→ AIM OF THE EXERCISE
Rewrite each line of the records below as a row of a Markdown table with the columns "No." and "Line", omitting blank lines and leaving out the pictures.

-- Start --

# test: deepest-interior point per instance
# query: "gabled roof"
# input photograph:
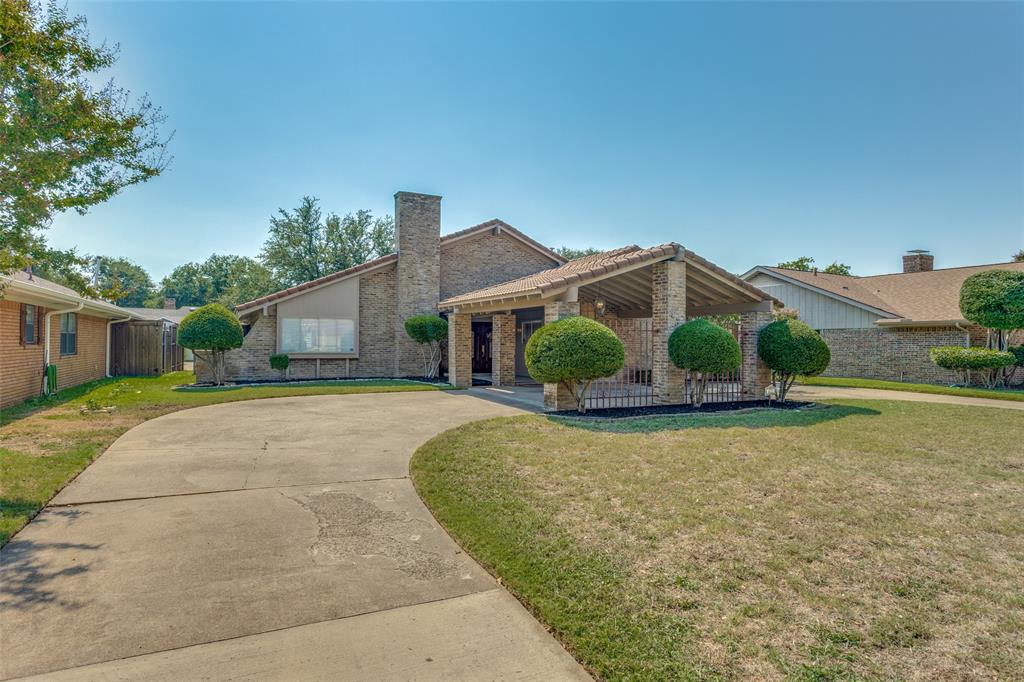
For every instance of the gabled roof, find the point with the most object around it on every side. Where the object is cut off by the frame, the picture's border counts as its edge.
(932, 296)
(493, 226)
(590, 268)
(22, 286)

-- End --

→ RESPONSE BELOW
| No. | Line |
|---|---|
| 1 | # test: deepest-interior point per instance |
| 2 | # query: "gabled roof" |
| 3 | # input photograph: |
| 4 | For every instance of the gabled roof, find the point with the most object around it on every side. Where the object is cut off by the frame, the picture's border counts as its edge. |
| 5 | (932, 296) |
| 6 | (493, 226) |
| 7 | (590, 268) |
| 8 | (22, 286) |